Quiero cargar dos baterias 18650 conectadas en serie, con 5V. Se me había ocurrido si se podría mediante un módulo booster con entrada micro usb parecido al del enlace (https://www.amazon.es/TECNOIOT-Booster-Step-up-MT3608-Replace/dp/B07KFMTBV4 ) de tal manera que aumentaría la tensión de entrada hasta los 8.2v y así poder cargar las baterias 18650 con un BMS 2S como el del enlace (https://cutt.ly/ReM20G2). Alguno de vosotros lo ha montado o no tiene sentido? Os adjunto imagen del montaje. Carga pero va muy-muy lento. Los 5V los aporto desde el USB de un ordenador, si fuera desde un cargador de móvil iría mejor? Gracias de antemano por la ayuda y vuestro tiempo.


----------



## DOSMETROS (Nov 27, 2019)

El puerto USB normalmente entrega 5 V a *0,5 A* = 2,5 Watts , elevado a 8,2 V sería (2,5 W / 8,2 V) 0,3 A . . .  sólo *300 mA * para cargar *dos* baterías ,

Prueba un buen cargador de los que entregan 2 A al menos.

Se tratan de unificar los temas parecidos / similares para que sea mas fácil su búsqueda. 

Saludos !


----------



## djyoan (Dic 2, 2019)

He visto circuitos para cargar una sola célula de ion de litio, pero no he visto diagrama analógico para cargar varias en serie… solo he encontrado BMS a la venta ya hechos en el mercado.
Mi pregunta porque en mi país Cuba no tengo la posibilidad de comprar online. Y necesito elaborar un BMS con electrónica analógica simple. Me gustaría ver algún diagrama analógico del balanceo de carga de estas células en serie.
Sucede que a las motos eléctricas vienen con 20 células 18650 en serie  y 10 en paralelo… a estas baterías se le daña el BMS y acá no tenemos solución para utilizar el paquete de baterías cuando se le daña la placa controladora.

_EXTRACTOS DE DATOS_:

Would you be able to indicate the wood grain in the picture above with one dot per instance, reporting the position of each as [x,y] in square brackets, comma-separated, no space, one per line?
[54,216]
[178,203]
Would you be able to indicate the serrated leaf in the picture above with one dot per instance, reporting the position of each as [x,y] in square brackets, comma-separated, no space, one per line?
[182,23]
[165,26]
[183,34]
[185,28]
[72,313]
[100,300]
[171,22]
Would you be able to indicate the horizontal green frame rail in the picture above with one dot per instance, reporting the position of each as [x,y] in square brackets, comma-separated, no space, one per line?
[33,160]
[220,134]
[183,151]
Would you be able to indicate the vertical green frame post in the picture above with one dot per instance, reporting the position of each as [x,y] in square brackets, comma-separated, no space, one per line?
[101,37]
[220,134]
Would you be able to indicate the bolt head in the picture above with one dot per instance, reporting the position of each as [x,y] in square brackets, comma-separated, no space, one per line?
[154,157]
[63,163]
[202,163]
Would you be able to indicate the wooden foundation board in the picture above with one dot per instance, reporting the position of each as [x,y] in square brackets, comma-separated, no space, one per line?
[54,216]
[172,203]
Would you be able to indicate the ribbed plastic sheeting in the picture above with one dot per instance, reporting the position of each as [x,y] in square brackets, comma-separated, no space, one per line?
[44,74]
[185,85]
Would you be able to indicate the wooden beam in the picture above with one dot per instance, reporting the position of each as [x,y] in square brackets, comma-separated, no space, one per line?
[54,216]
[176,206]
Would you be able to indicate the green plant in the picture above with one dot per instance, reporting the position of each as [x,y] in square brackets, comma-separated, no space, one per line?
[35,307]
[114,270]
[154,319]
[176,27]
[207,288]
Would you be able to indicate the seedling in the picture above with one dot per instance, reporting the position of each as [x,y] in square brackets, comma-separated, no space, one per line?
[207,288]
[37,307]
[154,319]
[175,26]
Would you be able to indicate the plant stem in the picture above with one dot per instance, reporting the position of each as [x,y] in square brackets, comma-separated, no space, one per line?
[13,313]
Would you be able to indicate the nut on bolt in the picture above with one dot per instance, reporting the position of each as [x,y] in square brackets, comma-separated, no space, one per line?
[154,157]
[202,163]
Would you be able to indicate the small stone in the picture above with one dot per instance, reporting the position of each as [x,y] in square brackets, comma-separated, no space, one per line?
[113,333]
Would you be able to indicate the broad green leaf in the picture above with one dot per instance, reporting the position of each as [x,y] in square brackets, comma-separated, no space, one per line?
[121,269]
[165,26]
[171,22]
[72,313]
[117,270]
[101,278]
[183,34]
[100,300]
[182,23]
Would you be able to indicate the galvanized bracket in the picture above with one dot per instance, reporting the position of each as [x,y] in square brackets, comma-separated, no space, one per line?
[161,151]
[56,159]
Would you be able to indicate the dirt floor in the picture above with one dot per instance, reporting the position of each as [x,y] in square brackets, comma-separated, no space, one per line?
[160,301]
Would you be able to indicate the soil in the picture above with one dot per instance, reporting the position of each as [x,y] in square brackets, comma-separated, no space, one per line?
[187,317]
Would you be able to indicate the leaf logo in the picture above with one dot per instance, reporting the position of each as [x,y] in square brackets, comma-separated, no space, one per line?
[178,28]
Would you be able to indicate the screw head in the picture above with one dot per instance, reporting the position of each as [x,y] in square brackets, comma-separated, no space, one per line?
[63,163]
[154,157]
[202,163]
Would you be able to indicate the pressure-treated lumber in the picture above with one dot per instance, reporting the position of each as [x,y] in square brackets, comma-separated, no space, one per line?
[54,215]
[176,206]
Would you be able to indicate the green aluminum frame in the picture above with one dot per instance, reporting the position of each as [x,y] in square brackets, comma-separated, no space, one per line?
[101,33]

_INSTRUCCIÓN A_: ¿Qué tipo de cargador recomienda DOSMETROS en el hilo sobre la carga de baterías 18650 en serie?
_INSTRUCCIÓN B_: Retoma el hilo sobre la carga de baterías 18650 en serie y continúalo a partir de su último mensaje.

_RESULTADO A_: Un buen cargador que entregue al menos 2 A.

_RESULTADO B_:
----------



## DOSMETROS (Dic 2, 2019)

Cada batería lleva dos pequeños transistores para conectarla al medidor , el medidor mide carga baja , carga normal , sobrecarga.

Cada batería tiene dos transistores de potencia para conectarla al único cargador (cargador de una celda o dos* en paralelo*)

Entonces hace un ciclo : mide , decide si carga , omite o descarga la celda , pasa a la celda siguiente y así hasta que todas las celdas tienen la carga correcta y detiene.

Podes poner foto de algún BMS de esos dañados por favor .


----------



## djyoan (Dic 12, 2019)

El control de temperatura es fácil de hacer… mi problema es "como balancear las células en serie "
Como podría construir este circuito balanceador???
adjunto fotos...
Saludos


----------



## DJ T3 (Dic 12, 2019)

Si te animas, aca una base. (Desconozco el autor, ni si funciona, ni doy fe de nada, es solo algo que encontré "googleando", asi que no me hago responsable ni yo ni *Foros de Electrónica* de absolutamente nada)

Make BMS for Lithium Ion Batteries Charging

Y algo de la gente de T.I.
User:Michael DeSando - Texas Instruments Wiki

Un poco mas explicado

A Look Inside Battery-Management Systems

Como veras, lo ideal es que esté microcontrolado, y no simplemente discreto


----------



## djyoan (Dic 16, 2019)




----------



## DOSMETROS (Dic 16, 2019)

Funciona con 8 paquetes de 15 en paralelo ?


----------



## djyoan (Dic 16, 2019)

20 células en serie para 72v y 10 en paralelo...según los Ah que se deseé. También hay arreglos de 60v. Los BLDC motores son de 1000w.


----------



## Marioromero (Feb 14, 2020)

Hola amigos tengo un problema con mi batería de litio de una motorina pues dejo de funcionar tras revisarla al parecer es la tarjeta bms cuando la compruebo tiene 70 v en la salida pero cuando la conecto se queda en 0 y la motorina está bien no hay corto q*ue* elemento creen q*ue* pueda estar dañado en el circuito del bms . gracias de ante mano .


----------



## DOSMETROS (Feb 14, 2020)

Intentaste cargar las baterías por sus grupos paralelos a ver si el resto está bien ?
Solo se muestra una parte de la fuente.